EXERCISE DIRECTIONS >>
Output all of the data below without changing a word, and exclude the pictures.

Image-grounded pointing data
- Opening Delimiter -

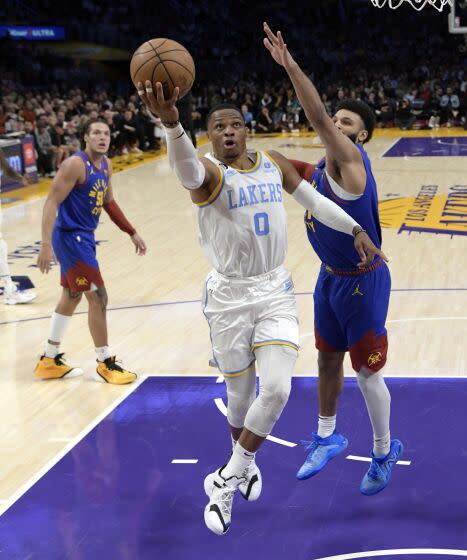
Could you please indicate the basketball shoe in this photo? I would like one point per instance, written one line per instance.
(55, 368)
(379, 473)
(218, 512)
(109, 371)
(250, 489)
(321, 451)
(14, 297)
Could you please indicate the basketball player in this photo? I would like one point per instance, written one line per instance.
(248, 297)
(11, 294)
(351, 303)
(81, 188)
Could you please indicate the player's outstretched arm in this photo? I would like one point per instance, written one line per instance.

- Closing Delimiter -

RESPONSE TO THE EXERCISE >>
Could you please indicate the basketball shoe in this photo? I would like one point per instance, written one line per instance.
(55, 368)
(379, 473)
(218, 512)
(109, 371)
(250, 489)
(321, 451)
(14, 297)
Could you please indicate the basketball player in this photo? I would like one point per instance, written one line per instance.
(248, 297)
(11, 294)
(351, 303)
(81, 188)
Could you please indicate the player's outstretched arm in this photo? I would like one point per instance, written one line per instance.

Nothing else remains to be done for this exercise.